THE REQUEST | Please rewrite the records from the line with "Can you find the window" to the line with "Target: window", swapping "window" for "garage door" and keeping everything else the same.
* begin ROWS *
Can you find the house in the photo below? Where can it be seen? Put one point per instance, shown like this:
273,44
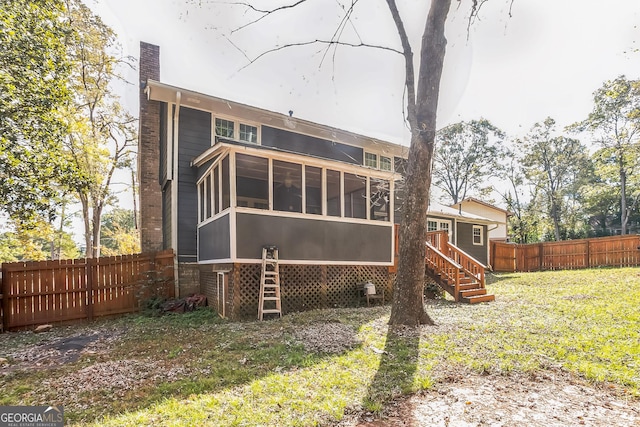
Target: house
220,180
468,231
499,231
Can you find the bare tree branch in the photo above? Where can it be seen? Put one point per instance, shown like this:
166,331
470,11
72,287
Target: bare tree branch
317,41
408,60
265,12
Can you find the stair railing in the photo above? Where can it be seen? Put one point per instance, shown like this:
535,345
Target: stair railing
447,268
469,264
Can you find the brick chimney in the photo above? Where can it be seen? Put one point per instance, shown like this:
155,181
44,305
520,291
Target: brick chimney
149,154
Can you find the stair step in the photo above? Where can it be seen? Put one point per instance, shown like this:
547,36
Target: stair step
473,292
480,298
* end ROWS *
* begin ROWS *
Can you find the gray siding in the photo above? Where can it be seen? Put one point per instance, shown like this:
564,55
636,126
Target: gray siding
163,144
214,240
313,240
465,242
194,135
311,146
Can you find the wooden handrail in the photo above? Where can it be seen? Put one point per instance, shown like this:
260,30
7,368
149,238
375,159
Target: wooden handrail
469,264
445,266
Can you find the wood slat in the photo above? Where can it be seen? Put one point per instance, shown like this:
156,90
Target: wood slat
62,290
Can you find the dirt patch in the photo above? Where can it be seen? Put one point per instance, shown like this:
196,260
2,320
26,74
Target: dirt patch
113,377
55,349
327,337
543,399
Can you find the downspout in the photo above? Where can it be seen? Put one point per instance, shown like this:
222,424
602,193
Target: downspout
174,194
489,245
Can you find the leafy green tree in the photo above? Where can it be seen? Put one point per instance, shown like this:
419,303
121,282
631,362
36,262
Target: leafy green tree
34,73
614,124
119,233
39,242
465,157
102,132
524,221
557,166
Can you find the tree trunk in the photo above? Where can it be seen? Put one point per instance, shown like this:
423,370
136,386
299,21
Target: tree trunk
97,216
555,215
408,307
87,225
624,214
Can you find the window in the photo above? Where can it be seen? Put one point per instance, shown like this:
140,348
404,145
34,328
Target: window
* end ROWS *
COMPLETE RESPONSE |
Can you find the garage door in the photo above? Where can it be seen? Put one point per instance, shown like this:
140,348
404,145
34,328
Target: garage door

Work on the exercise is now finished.